Exercise brief: Please copy each line of the listing that includes the string "takes".

Records for the task:
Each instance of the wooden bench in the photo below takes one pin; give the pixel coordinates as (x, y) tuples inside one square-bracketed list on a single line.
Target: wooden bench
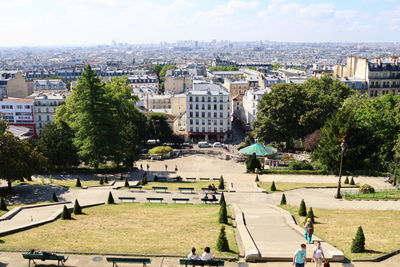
[(127, 198), (157, 188), (181, 199), (155, 199), (191, 189), (44, 256), (188, 262), (114, 260)]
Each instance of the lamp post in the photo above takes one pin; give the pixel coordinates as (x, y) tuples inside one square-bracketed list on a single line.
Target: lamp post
[(342, 147)]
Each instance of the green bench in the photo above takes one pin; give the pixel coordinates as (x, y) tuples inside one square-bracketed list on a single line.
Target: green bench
[(181, 199), (114, 260), (191, 189), (188, 262), (127, 198), (158, 188), (155, 199), (44, 256)]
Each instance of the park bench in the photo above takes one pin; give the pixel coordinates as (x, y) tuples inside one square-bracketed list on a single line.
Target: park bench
[(114, 260), (211, 200), (44, 256), (181, 199), (155, 199), (191, 189), (127, 198), (188, 262), (157, 188)]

Answer to this exercise:
Each instance of the wooden bench in the photo below takes one pin; give the pixel coordinates as (x, y) tuples inside one square-bracketed list on a single line.
Each instance of the lamp post in the photo above takes one pin; give the pixel coordinates as (x, y) tuples inside one square-bracketed list on a single line.
Each instance of the green bench in the photo above takes one pin; give the pixel coordinates as (x, y) tuples inside one square-bracketed list on a single line.
Each instance of the park bench in the photo above takes one pin; give the pixel coordinates as (x, y) tuples inside one square-bracketed list on a single line.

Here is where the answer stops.